#### [Stored items]
-.-.-
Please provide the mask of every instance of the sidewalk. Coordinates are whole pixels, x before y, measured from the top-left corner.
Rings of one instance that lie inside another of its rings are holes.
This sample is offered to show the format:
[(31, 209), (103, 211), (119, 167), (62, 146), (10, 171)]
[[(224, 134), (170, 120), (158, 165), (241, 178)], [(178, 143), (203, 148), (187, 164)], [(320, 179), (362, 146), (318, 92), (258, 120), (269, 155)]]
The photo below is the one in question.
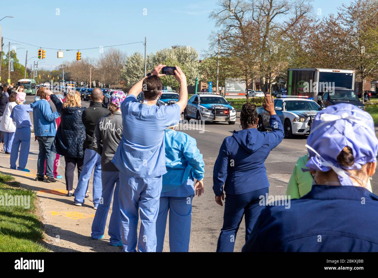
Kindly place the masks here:
[[(119, 252), (122, 247), (109, 246), (107, 234), (108, 216), (102, 239), (96, 241), (90, 238), (91, 228), (96, 210), (92, 203), (92, 180), (89, 183), (85, 203), (82, 207), (72, 204), (73, 197), (66, 196), (64, 180), (64, 158), (61, 157), (58, 174), (63, 179), (55, 183), (48, 183), (34, 180), (37, 174), (38, 144), (31, 134), (30, 150), (26, 168), (29, 173), (9, 169), (9, 155), (0, 152), (0, 172), (14, 176), (22, 186), (36, 191), (38, 214), (43, 224), (46, 247), (54, 252)], [(17, 160), (17, 163), (18, 161)], [(75, 171), (74, 188), (77, 185), (77, 172)], [(112, 207), (109, 213), (111, 213)]]

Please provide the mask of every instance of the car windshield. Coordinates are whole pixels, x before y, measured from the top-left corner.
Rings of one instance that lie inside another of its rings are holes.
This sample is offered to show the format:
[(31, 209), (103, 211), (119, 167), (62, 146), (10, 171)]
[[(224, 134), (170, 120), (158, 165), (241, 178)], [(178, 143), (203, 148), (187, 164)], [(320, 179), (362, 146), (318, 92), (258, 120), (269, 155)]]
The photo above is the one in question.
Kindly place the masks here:
[(178, 99), (178, 94), (162, 94), (160, 96), (161, 99)]
[(200, 98), (201, 103), (202, 104), (227, 104), (226, 99), (220, 96), (201, 96)]
[(290, 100), (285, 101), (285, 106), (287, 111), (295, 110), (314, 110), (319, 111), (321, 110), (320, 106), (315, 101), (308, 101), (304, 100)]
[(359, 101), (359, 99), (356, 93), (352, 90), (335, 90), (334, 93), (330, 92), (330, 98), (331, 100), (346, 101)]

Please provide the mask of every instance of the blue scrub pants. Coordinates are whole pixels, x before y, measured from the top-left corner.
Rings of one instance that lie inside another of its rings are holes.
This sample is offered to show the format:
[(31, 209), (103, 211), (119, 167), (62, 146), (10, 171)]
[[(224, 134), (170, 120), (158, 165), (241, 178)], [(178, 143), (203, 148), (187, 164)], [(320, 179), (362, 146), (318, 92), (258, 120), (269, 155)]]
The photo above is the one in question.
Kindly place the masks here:
[[(119, 172), (119, 210), (124, 252), (156, 251), (156, 220), (163, 176), (136, 178)], [(141, 228), (137, 237), (138, 211)]]
[(119, 243), (121, 238), (121, 221), (119, 219), (119, 206), (118, 205), (118, 191), (119, 190), (119, 172), (118, 171), (102, 171), (102, 202), (100, 202), (96, 211), (93, 223), (91, 236), (95, 239), (99, 239), (104, 235), (106, 224), (106, 219), (110, 207), (112, 198), (113, 198), (113, 206), (110, 220), (109, 222), (108, 233), (110, 237), (109, 244), (113, 245)]
[(102, 189), (101, 181), (101, 156), (93, 150), (86, 149), (84, 153), (84, 165), (83, 169), (75, 189), (74, 201), (76, 203), (84, 203), (85, 194), (88, 190), (89, 179), (92, 171), (94, 168), (93, 174), (93, 203), (95, 207), (98, 206)]
[(19, 156), (19, 149), (20, 149), (20, 157), (19, 158), (19, 166), (17, 170), (23, 170), (26, 167), (29, 156), (29, 150), (30, 148), (30, 135), (31, 132), (30, 127), (20, 127), (16, 129), (14, 133), (14, 139), (12, 144), (11, 149), (11, 169), (16, 169), (16, 162)]
[(156, 252), (162, 252), (167, 216), (169, 211), (169, 250), (189, 252), (192, 221), (192, 201), (188, 197), (160, 197), (159, 215), (156, 221)]
[(12, 150), (12, 143), (14, 138), (14, 132), (4, 132), (4, 145), (5, 151), (10, 152)]
[(217, 252), (233, 252), (236, 234), (244, 216), (245, 241), (253, 228), (261, 211), (265, 207), (259, 204), (260, 196), (269, 192), (266, 187), (243, 194), (227, 194), (225, 201), (223, 227), (218, 239)]
[(40, 178), (45, 176), (45, 162), (46, 161), (46, 175), (54, 178), (54, 162), (56, 154), (51, 150), (55, 137), (54, 136), (37, 136), (39, 152), (37, 162), (37, 175)]

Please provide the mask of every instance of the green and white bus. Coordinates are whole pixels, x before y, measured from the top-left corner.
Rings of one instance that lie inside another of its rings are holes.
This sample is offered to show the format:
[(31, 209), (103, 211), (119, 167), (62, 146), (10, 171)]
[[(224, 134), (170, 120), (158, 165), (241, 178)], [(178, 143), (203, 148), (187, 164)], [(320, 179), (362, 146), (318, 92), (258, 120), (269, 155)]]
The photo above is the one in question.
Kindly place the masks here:
[(23, 86), (26, 95), (36, 94), (36, 81), (34, 79), (20, 79), (17, 82), (17, 85)]

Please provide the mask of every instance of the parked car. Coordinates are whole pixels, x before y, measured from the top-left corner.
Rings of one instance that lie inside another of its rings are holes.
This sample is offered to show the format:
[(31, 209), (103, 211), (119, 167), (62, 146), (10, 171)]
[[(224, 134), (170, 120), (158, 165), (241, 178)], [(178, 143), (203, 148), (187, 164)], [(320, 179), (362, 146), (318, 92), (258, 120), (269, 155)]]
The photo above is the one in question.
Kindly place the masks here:
[[(279, 96), (274, 99), (274, 110), (284, 126), (285, 137), (291, 138), (293, 134), (308, 135), (311, 124), (318, 112), (322, 109), (308, 97)], [(257, 129), (270, 130), (270, 116), (262, 107), (258, 107)]]
[(351, 89), (342, 87), (334, 87), (332, 90), (326, 89), (321, 96), (318, 96), (318, 100), (321, 101), (321, 106), (323, 107), (338, 103), (349, 103), (355, 105), (363, 110), (365, 110), (365, 104), (360, 101), (357, 94)]
[(93, 88), (88, 88), (84, 92), (84, 99), (87, 101), (90, 101), (92, 100), (92, 92), (93, 91)]
[(256, 91), (250, 89), (248, 90), (248, 96), (249, 98), (263, 98), (264, 95), (262, 91)]

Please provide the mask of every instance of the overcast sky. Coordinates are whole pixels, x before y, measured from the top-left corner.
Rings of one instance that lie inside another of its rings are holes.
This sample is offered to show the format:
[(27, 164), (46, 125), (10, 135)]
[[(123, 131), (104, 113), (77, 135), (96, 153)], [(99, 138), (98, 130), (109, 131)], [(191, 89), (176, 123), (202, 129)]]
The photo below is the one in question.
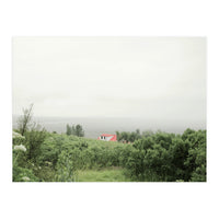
-.-.-
#### [Problem details]
Rewrite every line from the one containing "Please provide the mask of every instance of the parked" through the end of the material, requests included. Multiply each coordinate in the masks by 1.45 and round to whole numbers with halves going up, but leave the format samples unchanged and omit the pictures.

#### [Response to this exercise]
Please provide the mask of every instance of the parked car. Coordinates are whole pixels, x before y, measured from the top-left corner.
Rings of one instance that lie inside another of its rings are holes.
This sample is offered to show the format:
[(31, 209), (103, 211), (119, 167), (62, 146), (10, 171)]
[[(224, 134), (170, 120), (158, 165), (241, 178)], [(178, 143), (203, 148), (187, 164)], [(320, 179), (362, 146), (318, 92), (258, 120), (269, 155)]]
The photo above is the one in question.
Kindly place the masks here:
[[(405, 139), (397, 144), (397, 160), (412, 183), (413, 199), (422, 200), (425, 194), (447, 196), (451, 180), (461, 162), (467, 158), (447, 141)], [(373, 187), (392, 189), (392, 168), (380, 155), (374, 155)]]
[(509, 129), (496, 126), (484, 126), (481, 131), (473, 129), (465, 139), (461, 139), (461, 145), (465, 146), (465, 154), (468, 155), (490, 149), (506, 149), (515, 152), (526, 160), (529, 160), (529, 151), (522, 146), (518, 136)]
[(135, 128), (128, 128), (122, 133), (122, 144), (126, 146), (131, 146), (133, 145), (133, 133), (135, 132)]
[(371, 132), (363, 129), (360, 131), (360, 139), (361, 142), (381, 142), (383, 138), (380, 132)]

Please provide the mask of every instance of the overcast sky. Coordinates are whole pixels, x before y, measured from the top-left corner.
Rings of one instance that lie inside another of its rings are holes.
This sample is offered to show the format:
[(27, 164), (46, 125), (10, 135)]
[[(123, 131), (104, 113), (77, 135), (96, 153)], [(99, 138), (98, 130), (109, 131)], [(191, 89), (176, 123), (202, 129)]]
The photo below is the one in question.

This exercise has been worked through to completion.